- Exercise goal:
Gather every line of the items below that contains the string "teal", matching case exactly.
===============
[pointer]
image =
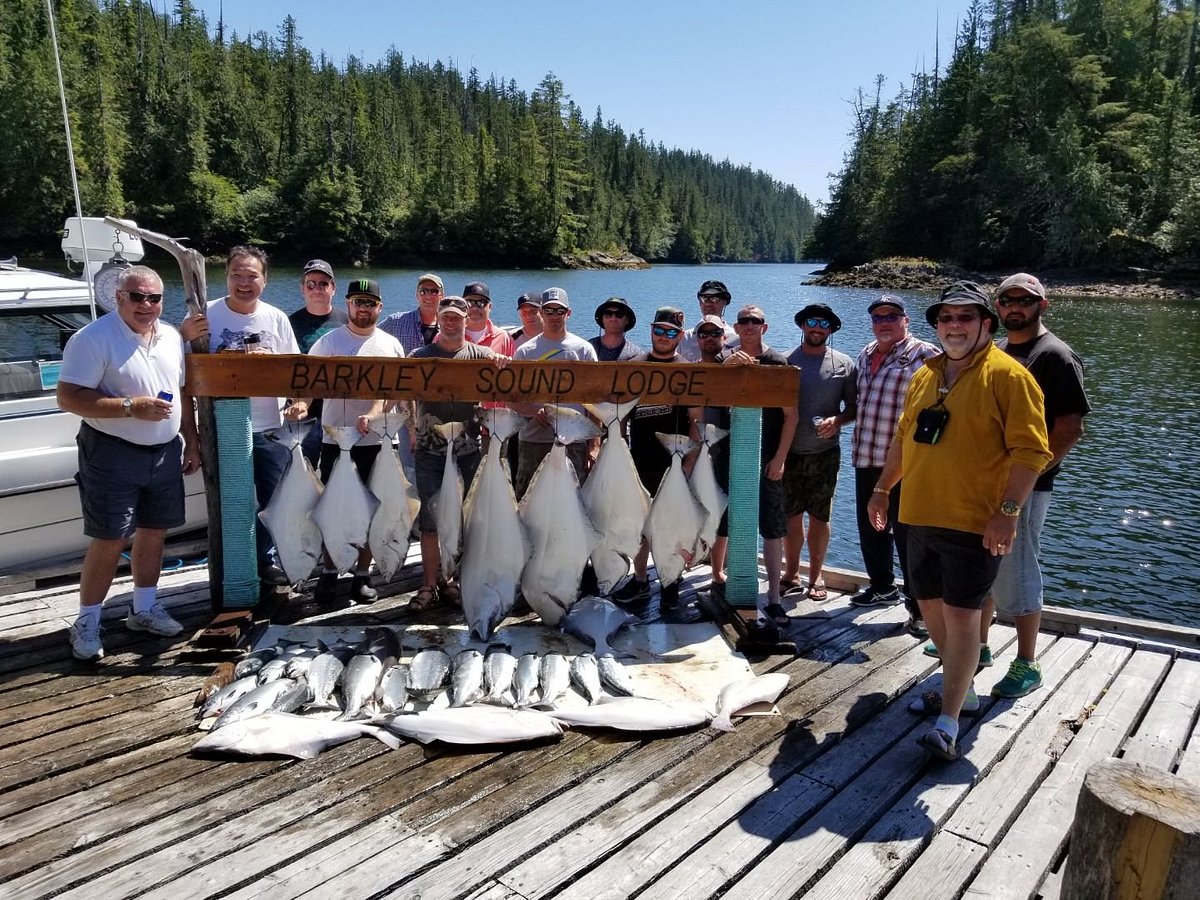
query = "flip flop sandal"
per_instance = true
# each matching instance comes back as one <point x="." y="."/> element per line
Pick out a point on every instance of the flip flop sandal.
<point x="930" y="703"/>
<point x="940" y="744"/>
<point x="778" y="615"/>
<point x="449" y="592"/>
<point x="426" y="597"/>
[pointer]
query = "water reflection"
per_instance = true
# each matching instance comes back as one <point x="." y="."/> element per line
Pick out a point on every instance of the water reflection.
<point x="1121" y="537"/>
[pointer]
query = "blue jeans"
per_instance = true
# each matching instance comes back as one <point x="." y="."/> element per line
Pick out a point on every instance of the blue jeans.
<point x="270" y="462"/>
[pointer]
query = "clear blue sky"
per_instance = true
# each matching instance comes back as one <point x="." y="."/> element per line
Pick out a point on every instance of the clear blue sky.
<point x="765" y="83"/>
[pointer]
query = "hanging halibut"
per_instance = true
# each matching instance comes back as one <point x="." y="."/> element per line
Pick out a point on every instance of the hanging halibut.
<point x="346" y="508"/>
<point x="708" y="492"/>
<point x="399" y="504"/>
<point x="495" y="546"/>
<point x="448" y="504"/>
<point x="676" y="515"/>
<point x="288" y="516"/>
<point x="559" y="531"/>
<point x="615" y="499"/>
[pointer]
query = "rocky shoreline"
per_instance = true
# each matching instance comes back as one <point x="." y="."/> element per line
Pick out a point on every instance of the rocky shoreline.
<point x="928" y="276"/>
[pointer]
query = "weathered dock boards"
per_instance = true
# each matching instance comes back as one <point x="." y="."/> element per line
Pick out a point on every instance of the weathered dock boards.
<point x="99" y="796"/>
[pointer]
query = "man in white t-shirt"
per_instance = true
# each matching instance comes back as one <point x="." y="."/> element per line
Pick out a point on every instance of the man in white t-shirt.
<point x="358" y="337"/>
<point x="558" y="345"/>
<point x="124" y="375"/>
<point x="244" y="323"/>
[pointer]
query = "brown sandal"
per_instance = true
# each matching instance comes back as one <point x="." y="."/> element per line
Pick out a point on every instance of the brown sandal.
<point x="425" y="597"/>
<point x="449" y="592"/>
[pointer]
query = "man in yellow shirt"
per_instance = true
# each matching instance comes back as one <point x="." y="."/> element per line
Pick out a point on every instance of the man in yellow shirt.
<point x="970" y="445"/>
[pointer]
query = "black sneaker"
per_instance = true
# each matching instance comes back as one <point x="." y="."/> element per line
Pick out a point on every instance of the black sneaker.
<point x="870" y="597"/>
<point x="361" y="591"/>
<point x="669" y="595"/>
<point x="271" y="574"/>
<point x="327" y="589"/>
<point x="631" y="591"/>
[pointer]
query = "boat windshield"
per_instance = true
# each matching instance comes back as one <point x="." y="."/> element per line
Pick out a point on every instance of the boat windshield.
<point x="31" y="343"/>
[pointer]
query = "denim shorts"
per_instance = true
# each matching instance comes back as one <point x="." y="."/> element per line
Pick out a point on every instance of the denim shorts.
<point x="1018" y="588"/>
<point x="951" y="565"/>
<point x="124" y="486"/>
<point x="430" y="468"/>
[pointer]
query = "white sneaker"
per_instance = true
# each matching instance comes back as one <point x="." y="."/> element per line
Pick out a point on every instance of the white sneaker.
<point x="85" y="641"/>
<point x="156" y="621"/>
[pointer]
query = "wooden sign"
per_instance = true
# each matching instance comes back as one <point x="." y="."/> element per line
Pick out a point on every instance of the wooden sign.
<point x="237" y="375"/>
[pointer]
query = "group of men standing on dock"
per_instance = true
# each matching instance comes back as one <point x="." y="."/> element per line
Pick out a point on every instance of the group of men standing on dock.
<point x="975" y="431"/>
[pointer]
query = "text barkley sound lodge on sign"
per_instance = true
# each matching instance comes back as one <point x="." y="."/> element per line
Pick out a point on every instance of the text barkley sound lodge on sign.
<point x="256" y="376"/>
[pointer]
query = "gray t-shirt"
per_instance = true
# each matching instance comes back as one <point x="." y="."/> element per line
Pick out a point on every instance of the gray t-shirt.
<point x="571" y="348"/>
<point x="828" y="387"/>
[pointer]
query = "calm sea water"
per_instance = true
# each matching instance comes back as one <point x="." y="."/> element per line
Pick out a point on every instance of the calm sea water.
<point x="1122" y="533"/>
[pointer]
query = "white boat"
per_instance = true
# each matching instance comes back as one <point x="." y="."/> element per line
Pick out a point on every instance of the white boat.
<point x="41" y="523"/>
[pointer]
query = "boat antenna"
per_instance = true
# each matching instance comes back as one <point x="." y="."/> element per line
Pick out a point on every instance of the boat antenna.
<point x="75" y="179"/>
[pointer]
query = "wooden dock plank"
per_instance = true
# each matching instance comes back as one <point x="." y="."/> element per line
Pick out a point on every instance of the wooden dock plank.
<point x="1164" y="730"/>
<point x="870" y="867"/>
<point x="1027" y="851"/>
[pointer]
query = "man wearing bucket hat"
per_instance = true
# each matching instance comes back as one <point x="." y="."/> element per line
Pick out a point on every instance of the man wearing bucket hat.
<point x="615" y="318"/>
<point x="1021" y="299"/>
<point x="970" y="444"/>
<point x="828" y="400"/>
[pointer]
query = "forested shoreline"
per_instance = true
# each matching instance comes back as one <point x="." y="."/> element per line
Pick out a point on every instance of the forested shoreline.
<point x="1062" y="133"/>
<point x="228" y="138"/>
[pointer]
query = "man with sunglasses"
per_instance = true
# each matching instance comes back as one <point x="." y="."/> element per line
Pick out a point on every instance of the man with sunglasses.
<point x="651" y="459"/>
<point x="358" y="337"/>
<point x="124" y="376"/>
<point x="1018" y="591"/>
<point x="713" y="297"/>
<point x="828" y="400"/>
<point x="310" y="322"/>
<point x="970" y="445"/>
<point x="418" y="328"/>
<point x="558" y="345"/>
<point x="479" y="321"/>
<point x="615" y="318"/>
<point x="885" y="367"/>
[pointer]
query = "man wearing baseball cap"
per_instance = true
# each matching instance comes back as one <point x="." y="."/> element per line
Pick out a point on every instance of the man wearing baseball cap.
<point x="885" y="367"/>
<point x="713" y="297"/>
<point x="359" y="336"/>
<point x="1020" y="300"/>
<point x="615" y="318"/>
<point x="418" y="328"/>
<point x="310" y="322"/>
<point x="479" y="321"/>
<point x="828" y="400"/>
<point x="970" y="445"/>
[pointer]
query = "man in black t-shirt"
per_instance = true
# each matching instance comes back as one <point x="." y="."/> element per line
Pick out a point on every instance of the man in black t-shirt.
<point x="1020" y="301"/>
<point x="310" y="322"/>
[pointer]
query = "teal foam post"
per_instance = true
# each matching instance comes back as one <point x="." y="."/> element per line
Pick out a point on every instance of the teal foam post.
<point x="239" y="513"/>
<point x="745" y="473"/>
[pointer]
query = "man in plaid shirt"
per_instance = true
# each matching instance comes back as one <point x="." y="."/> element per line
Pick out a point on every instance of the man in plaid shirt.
<point x="885" y="369"/>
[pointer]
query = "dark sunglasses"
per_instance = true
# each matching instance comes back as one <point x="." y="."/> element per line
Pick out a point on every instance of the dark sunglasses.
<point x="1025" y="301"/>
<point x="137" y="297"/>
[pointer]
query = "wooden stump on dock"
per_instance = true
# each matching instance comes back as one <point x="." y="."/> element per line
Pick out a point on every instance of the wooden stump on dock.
<point x="1137" y="834"/>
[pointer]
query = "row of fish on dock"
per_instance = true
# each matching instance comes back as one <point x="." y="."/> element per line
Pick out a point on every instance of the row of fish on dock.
<point x="279" y="700"/>
<point x="493" y="545"/>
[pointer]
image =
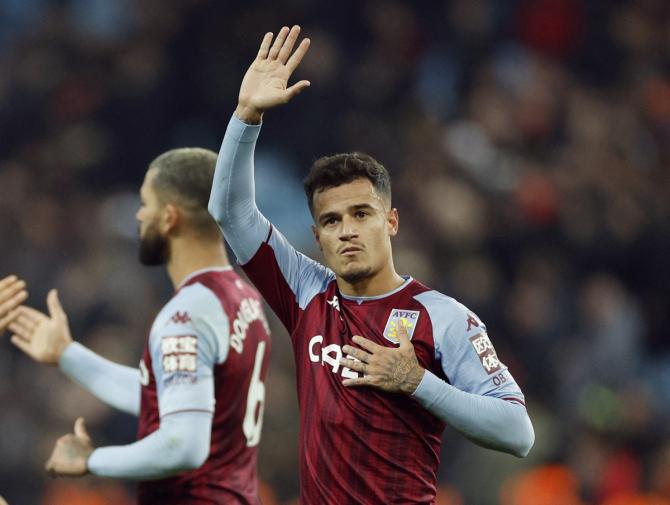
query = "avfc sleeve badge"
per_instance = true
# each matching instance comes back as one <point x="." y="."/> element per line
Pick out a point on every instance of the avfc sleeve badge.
<point x="408" y="318"/>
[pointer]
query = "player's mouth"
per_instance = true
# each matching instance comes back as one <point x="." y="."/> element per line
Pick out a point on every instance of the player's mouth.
<point x="350" y="250"/>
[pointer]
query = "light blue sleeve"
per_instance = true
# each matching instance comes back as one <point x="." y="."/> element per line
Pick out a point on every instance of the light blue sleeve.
<point x="481" y="400"/>
<point x="306" y="277"/>
<point x="182" y="443"/>
<point x="233" y="206"/>
<point x="185" y="350"/>
<point x="232" y="201"/>
<point x="116" y="385"/>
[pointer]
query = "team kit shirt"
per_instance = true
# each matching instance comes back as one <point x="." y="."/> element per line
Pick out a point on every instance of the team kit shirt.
<point x="214" y="326"/>
<point x="363" y="445"/>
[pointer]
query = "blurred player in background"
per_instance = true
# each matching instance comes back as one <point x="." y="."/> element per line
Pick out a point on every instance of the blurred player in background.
<point x="383" y="362"/>
<point x="200" y="388"/>
<point x="12" y="294"/>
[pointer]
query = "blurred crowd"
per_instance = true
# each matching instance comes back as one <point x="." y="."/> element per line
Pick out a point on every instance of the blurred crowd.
<point x="529" y="145"/>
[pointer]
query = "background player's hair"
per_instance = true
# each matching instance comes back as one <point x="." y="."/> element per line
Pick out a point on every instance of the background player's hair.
<point x="332" y="171"/>
<point x="184" y="177"/>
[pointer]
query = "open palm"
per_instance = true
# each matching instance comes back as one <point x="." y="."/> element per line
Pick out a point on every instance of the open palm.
<point x="42" y="337"/>
<point x="265" y="85"/>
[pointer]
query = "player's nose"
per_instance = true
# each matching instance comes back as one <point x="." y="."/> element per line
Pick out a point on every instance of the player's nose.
<point x="348" y="229"/>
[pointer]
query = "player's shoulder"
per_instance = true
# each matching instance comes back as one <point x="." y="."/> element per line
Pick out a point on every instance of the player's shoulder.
<point x="448" y="315"/>
<point x="191" y="305"/>
<point x="435" y="301"/>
===============
- Answer below:
query = "teal foam post"
Pick out a point on every instance of the teal foam post.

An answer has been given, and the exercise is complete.